* Study text
• • • •
It does not appear that Petitioner sought authorization from the Eighth Circuit to file a second or successive § 2255 motion, nor does he argue that the cases he relies on are “a new rule of constitutional law.” Regardless, preclusion from bringing a second motion under § 2255(h) does not establish that the remedy in § 2255 is inadequate or ineffective. Changes in relevant law were anticipated by Congress and are grounds for successive collateral review only under the carefully-circumscribed conditions set forth in § 2255(h). The Tenth Circuit has rejected an argument that the “current inability to assert the claims in a successive § 2255 motion-due to the one-year time-bar and the restrictions identified in § 2255(h)-demonstrates that the § 2255 remedial regime is inadequate and ineffective to test the legality of his detention.” Jones v. Goetz, No. 17-1256, 2017 WL 4534760, at *5 (10th Cir. 2017) (unpublished) (citations omitted); see also Brown v. Berkebile, 572 Fed.Appx. 605, 608 (10th Cir. 2014) (unpublished) (finding that petitioner has not attempted to bring a second § 2255 motion, and even if he were precluded from doing so under § 2255(h), that “does not establish the remedy in § 2255 is inadequate”) (citing Caravalho v. Pugh, 177 F.3d 1177, 1179 (10th Cir. 1999) and Prost, 636 F.3d at 586). If § 2255 could be deemed “inadequate or ineffective” “any time a petitioner is barred from raising a meritorious second or successive challenge to his conviction-subsection (h) would become a nullity, a ‘meaningless gesture.'” Prost, 636 F.3d at 586; see also Hale, 829 F.3d at 1174 (“Because Mr. Hale cannot satisfy § 2255(h), he cannot, under Prost, satisfy § 2255(e), and § 2241 review must be denied.”).
• • • •
* Data extracts

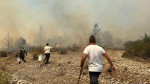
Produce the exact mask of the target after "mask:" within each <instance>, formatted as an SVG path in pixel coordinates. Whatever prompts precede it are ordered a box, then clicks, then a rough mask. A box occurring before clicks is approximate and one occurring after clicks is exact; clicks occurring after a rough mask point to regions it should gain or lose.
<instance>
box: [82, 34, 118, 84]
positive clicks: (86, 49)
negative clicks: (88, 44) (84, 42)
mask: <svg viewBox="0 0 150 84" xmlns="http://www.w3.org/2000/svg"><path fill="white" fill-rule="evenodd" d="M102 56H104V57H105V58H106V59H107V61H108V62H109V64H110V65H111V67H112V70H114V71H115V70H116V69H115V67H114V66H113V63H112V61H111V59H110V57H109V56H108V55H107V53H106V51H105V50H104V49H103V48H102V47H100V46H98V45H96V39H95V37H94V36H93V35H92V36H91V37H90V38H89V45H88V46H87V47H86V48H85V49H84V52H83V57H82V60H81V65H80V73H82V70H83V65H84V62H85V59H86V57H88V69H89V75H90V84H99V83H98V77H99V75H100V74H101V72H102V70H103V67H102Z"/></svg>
• • • •
* Apply what you read
1. Do the following statements agree with the § 2255 passage? Answer yes or no for each, and quote the words of the passage that decide it.
(a) Petitioner argued that the cases he relies on are a new rule of constitutional law.
(b) Brown v. Berkebile is an unpublished Tenth Circuit decision from 2014.
(c) Being barred from bringing a second motion under § 2255(h) shows that the § 2255 remedy is inadequate or ineffective.
2. What does the § 2255 passage say in answer to each of these questions?
(a) From which circuit does it appear Petitioner did not seek authorization to file a second or successive § 2255 motion?
(b) What docket number is given for Jones v. Goetz?
(c) According to the quotation from Hale, what kind of review must be denied?
3. Carry the § 2255 passage forward from its final sentence.

* Exercise responses
1.
(a) No: "nor does he argue that the cases he relies on are “a new rule of constitutional law.”"
(b) Yes: "Brown v. Berkebile, 572 Fed.Appx. 605, 608 (10th Cir. 2014) (unpublished)"
(c) No: "preclusion from bringing a second motion under § 2255(h) does not establish that the remedy in § 2255 is inadequate or ineffective."

2.
(a) The Eighth Circuit.
(b) No. 17-1256.
(c) § 2241 review.

3.
Petitioner acknowledges that the decision in Mathis is a new interpretation of statutory law. The AEDPA “did not provide a remedy for second or successive § 2255 motions based on intervening judicial interpretations of statutes.” Abernathy v. Wandes, 713 F.3d 538, 547 (10th Cir. 2013), cert. denied 134 S.Ct. 1874 (2014). However, prisoners who are barred from bringing second or successive § 2255 motions may still be able to petition for habeas relief under the savings clause in § 2255(e). Id. However, § 2255 has been found to be “inadequate or ineffective” only in “extremely limited circumstances.” Id. (citations omitted).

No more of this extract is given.